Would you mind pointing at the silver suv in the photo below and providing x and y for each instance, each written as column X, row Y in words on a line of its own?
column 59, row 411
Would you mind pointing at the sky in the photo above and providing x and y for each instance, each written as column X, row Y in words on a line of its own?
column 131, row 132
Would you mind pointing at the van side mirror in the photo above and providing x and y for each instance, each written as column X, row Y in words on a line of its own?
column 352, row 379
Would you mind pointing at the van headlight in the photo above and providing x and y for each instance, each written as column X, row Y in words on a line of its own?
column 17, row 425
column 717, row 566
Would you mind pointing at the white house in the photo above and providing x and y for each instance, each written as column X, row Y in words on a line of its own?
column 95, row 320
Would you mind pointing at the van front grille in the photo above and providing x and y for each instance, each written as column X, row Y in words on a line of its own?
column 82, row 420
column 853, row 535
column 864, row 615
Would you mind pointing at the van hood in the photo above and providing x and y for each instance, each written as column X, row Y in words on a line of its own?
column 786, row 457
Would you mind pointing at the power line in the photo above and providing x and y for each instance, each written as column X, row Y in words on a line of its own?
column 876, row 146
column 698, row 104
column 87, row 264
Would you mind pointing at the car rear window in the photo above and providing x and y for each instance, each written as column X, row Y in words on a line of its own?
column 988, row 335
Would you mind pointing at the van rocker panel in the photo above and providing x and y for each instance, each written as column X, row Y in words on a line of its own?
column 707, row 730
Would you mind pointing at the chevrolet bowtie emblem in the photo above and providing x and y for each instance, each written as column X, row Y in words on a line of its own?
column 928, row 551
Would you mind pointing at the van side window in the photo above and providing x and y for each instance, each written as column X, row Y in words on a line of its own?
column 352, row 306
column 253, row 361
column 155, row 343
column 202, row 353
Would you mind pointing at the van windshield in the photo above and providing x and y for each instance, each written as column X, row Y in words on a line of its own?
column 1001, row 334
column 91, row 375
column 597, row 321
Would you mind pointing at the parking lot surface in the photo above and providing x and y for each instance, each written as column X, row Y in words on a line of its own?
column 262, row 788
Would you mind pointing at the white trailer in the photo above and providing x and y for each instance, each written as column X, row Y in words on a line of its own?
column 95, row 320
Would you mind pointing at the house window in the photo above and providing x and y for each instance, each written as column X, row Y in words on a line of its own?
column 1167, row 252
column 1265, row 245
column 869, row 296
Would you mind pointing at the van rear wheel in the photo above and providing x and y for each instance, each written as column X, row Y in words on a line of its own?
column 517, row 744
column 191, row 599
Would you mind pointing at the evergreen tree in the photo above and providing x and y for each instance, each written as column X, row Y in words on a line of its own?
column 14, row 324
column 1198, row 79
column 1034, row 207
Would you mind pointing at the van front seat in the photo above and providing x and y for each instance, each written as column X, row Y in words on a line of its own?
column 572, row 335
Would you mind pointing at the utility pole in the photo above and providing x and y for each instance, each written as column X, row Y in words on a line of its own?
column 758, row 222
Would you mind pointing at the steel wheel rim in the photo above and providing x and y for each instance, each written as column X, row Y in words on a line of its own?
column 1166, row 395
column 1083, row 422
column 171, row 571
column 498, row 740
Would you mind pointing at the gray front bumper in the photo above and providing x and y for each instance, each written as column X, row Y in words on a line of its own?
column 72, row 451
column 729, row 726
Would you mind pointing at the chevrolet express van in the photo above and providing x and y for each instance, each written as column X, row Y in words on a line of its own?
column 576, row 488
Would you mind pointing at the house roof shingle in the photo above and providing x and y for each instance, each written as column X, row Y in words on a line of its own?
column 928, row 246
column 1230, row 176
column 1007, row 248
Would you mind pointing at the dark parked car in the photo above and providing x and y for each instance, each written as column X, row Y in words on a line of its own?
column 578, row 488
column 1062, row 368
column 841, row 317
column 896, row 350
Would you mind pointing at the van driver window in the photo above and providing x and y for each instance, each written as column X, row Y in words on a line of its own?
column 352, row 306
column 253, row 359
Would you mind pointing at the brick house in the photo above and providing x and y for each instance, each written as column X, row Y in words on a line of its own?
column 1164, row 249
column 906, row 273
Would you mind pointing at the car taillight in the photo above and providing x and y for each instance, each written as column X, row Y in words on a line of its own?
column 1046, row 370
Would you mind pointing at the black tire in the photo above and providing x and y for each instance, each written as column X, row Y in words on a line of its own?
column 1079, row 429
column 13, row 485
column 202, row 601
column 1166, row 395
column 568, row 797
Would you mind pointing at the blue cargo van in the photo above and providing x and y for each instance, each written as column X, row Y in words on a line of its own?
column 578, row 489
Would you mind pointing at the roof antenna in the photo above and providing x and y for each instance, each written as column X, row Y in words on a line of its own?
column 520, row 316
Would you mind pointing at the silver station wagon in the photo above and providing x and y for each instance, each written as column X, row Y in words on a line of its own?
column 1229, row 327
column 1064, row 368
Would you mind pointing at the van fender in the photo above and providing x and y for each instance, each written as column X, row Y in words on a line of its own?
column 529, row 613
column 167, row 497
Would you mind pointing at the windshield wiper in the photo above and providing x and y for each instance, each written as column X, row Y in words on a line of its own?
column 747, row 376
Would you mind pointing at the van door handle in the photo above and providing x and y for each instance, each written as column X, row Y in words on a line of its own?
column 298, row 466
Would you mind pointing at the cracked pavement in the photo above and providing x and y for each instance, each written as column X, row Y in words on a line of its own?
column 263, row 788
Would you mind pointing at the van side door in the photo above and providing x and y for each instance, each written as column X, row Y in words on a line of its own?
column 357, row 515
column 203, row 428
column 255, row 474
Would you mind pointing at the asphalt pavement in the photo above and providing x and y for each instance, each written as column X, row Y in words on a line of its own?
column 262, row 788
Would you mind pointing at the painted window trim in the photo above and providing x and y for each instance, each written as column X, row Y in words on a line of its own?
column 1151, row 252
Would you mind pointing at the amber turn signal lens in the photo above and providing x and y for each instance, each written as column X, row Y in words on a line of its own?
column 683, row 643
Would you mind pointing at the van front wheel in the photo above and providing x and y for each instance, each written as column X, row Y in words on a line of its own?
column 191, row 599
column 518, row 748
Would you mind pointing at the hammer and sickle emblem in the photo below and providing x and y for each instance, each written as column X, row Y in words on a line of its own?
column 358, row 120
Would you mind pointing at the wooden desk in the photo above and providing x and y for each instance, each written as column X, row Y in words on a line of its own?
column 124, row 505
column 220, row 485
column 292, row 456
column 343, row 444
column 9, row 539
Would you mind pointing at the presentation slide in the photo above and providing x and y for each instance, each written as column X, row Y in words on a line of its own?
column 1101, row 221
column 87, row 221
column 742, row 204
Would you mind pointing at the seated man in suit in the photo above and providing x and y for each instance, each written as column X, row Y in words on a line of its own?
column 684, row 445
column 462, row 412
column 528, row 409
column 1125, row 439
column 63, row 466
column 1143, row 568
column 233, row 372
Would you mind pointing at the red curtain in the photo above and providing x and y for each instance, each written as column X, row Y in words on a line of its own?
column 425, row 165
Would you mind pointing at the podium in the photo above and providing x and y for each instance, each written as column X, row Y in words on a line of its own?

---------------

▸ WRITTEN REQUEST: Repeat all of the entries exactly.

▸ RESULT:
Would you mind pointing at the silver suv in the photo below and providing x and y for each instance, each written as column X, row Y in words on a line of its own?
column 59, row 411
Would you mind pointing at the sky in the photo above and providing x and y for each instance, each written as column X, row Y in words on a line of its own?
column 131, row 132
Would you mind pointing at the van side mirror in the photo above and providing x and y for each instance, each written as column X, row Y in words on a line of its own?
column 352, row 379
Would you mind pointing at the van headlight in the photo above and providing x and y for each instance, each written as column X, row Y in words on a line of its own?
column 17, row 425
column 717, row 566
Would you mind pointing at the white house in the photo above and providing x and y for each instance, each written as column X, row Y in words on a line of its own?
column 95, row 320
Would you mind pointing at the van front grille in the photo above and providing x and y for each instance, each written as column X, row Y in words on a line of its own?
column 82, row 420
column 853, row 535
column 864, row 615
Would you mind pointing at the van hood in the photo above and providing x and y for each instance, each written as column X, row Y in words on a line of its own?
column 786, row 457
Would you mind pointing at the power line in the photo above and providing x and y for each instance, each written as column X, row Y in words on a line of its own?
column 876, row 146
column 698, row 104
column 87, row 264
Would you mind pointing at the car rear window in the photo above and providing x and y for each instance, each written as column X, row Y in words on a line of its own?
column 988, row 335
Would you mind pointing at the van rocker panel in the photo above and providing x and y for each instance, each written as column X, row Y in words on a line of its own?
column 707, row 730
Would you mind pointing at the chevrolet bowtie emblem in the photo above and providing x and y for each instance, each written as column X, row Y in words on a line of its own?
column 928, row 551
Would you mind pointing at the van side window in the photo above and providing x and y for each instance, each written as column X, row Y in words on a line of its own?
column 352, row 306
column 253, row 361
column 155, row 343
column 202, row 353
Would you mind pointing at the van windshield in the photo above and providing x and y for each instance, each written as column X, row Y in words on a line of its own?
column 1001, row 334
column 91, row 375
column 597, row 321
Would you mind pointing at the parking lot surface in the photo above and providing x and y for each instance, each written as column X, row Y in words on a line of its own?
column 262, row 788
Would you mind pointing at the white trailer in the photo above and providing x and y for each instance, each written as column X, row Y in words on a line of its own?
column 95, row 320
Would you mind pointing at the house window in the photo above and providing x and y for each instance, each written as column X, row Y in words on a line of its own?
column 1167, row 252
column 1265, row 245
column 869, row 296
Would you mind pointing at the van rear wheel in the photo above and providing x and y for each instance, each written as column X, row Y in words on a line of its own?
column 517, row 744
column 191, row 599
Would you mind pointing at the evergreen tree in the photo above and providing x and y for each instance, each written as column X, row Y in words on a line of its own?
column 14, row 324
column 1198, row 79
column 1034, row 207
Would you mind pointing at the van front seat in the photo above and providing x and y for each instance, each written as column X, row Y in words on a line of its own?
column 572, row 335
Would you mind pointing at the utility pole in the photo above and providing x and y for each instance, each written as column X, row Y in words on a line of its own?
column 758, row 222
Would you mind pointing at the steel wheel rim in the photo above and providing x and y for each instance, each written as column X, row Y in words on a line of its own?
column 1166, row 395
column 1083, row 422
column 171, row 571
column 498, row 740
Would you mind pointing at the gray front bumper in the photo above and providing x and y for each instance, each written as column X, row Y in words on a line of its own?
column 72, row 451
column 729, row 726
Would you mind pointing at the chevrolet express van in the photo above and providing x and y for each instance, each written as column X, row Y in words on a line of its own?
column 576, row 488
Would you mind pointing at the house roof shingle in the photo above and providing x and y for each instance, each written as column X, row Y in words on a line of its own?
column 928, row 246
column 1230, row 176
column 1007, row 248
Would you mind pointing at the dark parked car in the photo above and providing x and y for each instance, each written as column X, row Y in words on a line of its own?
column 578, row 488
column 1062, row 368
column 841, row 317
column 896, row 350
Would you mind pointing at the van driver window in the photo above and providing x and y for each instance, each written as column X, row Y in words on a line of its own?
column 352, row 306
column 253, row 359
Would you mind pointing at the brick house in the photo above and providing x and y for each instance, each written as column X, row Y in words on a line of its own?
column 1164, row 249
column 906, row 273
Would you mind pointing at the car taillight in the photo above and providing x and y for each instance, each written as column X, row Y in words on a line of its own?
column 1046, row 370
Would you mind pointing at the black tire in the photo above and providing x and y for each instance, each written as column X, row Y in words on a line of its own?
column 1079, row 429
column 13, row 485
column 202, row 601
column 1166, row 395
column 568, row 797
Would you mind pointing at the blue cargo van in the photo above and providing x and y for each instance, each written as column X, row Y in words on a line of its own?
column 578, row 489
Would you mind pointing at the roof antenna in the photo above and providing x and y for each instance, each written as column X, row Y in words on a line of its own?
column 520, row 316
Would you mind pointing at the silver station wagon in the photo above and providing x and y for each instance, each written as column X, row Y in words on a line of its own?
column 1229, row 327
column 1064, row 368
Would you mind pointing at the van fender in the photo above and providing x and y for each instance, each written as column X, row Y in words on a line of its own?
column 529, row 613
column 167, row 497
Would you mind pointing at the windshield wiper in the photo above and providing x and y for each instance, each written as column X, row Y in words on a line of its own?
column 747, row 376
Would you mind pointing at the van door handle in the photo above and providing x and y for each instance, each written as column X, row Y in words on a line of its own?
column 298, row 466
Would you mind pointing at the cracked pavement in the photo above and providing x and y for each instance, each written as column X, row Y in words on a line of its own?
column 263, row 788
Would you mind pointing at the van side door in the photo above and providing x and y for each instance, each written as column X, row Y in words on a line of its own?
column 357, row 515
column 203, row 428
column 255, row 474
Would you mind pointing at the asphalt pavement in the photo above and providing x and y for each instance, each written as column X, row Y in words on a line of its own?
column 262, row 788
Would you mind pointing at the painted window trim in the photo above and providing x and y for each instance, each written as column X, row Y in words on a line of its own?
column 1151, row 252
Would you mind pointing at the amber turn signal lens in the photo above and providing x and y for each instance, each written as column X, row Y in words on a line of its own?
column 683, row 643
Would you mind pointing at the van front wheel in the photo above and providing x and y for each instance, each written as column X, row Y in words on a line of its own?
column 191, row 599
column 518, row 748
Would you mind pointing at the hammer and sickle emblem in the photo below and providing x and y for each instance, each written as column X, row Y in words on a line of its own?
column 358, row 120
Would you mind pointing at the wooden desk in the photo above and providing x and y for each instance, each written as column X, row Y in words on a line of its own?
column 124, row 505
column 220, row 485
column 292, row 456
column 343, row 444
column 9, row 539
Would you mind pointing at the presentation slide in the photo above and providing x and y for each instance, each written as column X, row Y in words on a line of its own?
column 1101, row 221
column 87, row 221
column 742, row 204
Would you mind pointing at the seated man in suit in the photo above and providing x and y for each instance, each written as column X, row Y in words on a line of its own?
column 684, row 445
column 462, row 412
column 528, row 409
column 1125, row 439
column 63, row 466
column 1143, row 568
column 233, row 372
Would you mind pointing at the red curtain in the photo above and providing x and y for each instance, each written as column X, row Y in words on a line of its own?
column 425, row 165
Would you mind pointing at the podium in the photo above and providing x and y for each instance, each written as column X, row Y in words on a line of its own?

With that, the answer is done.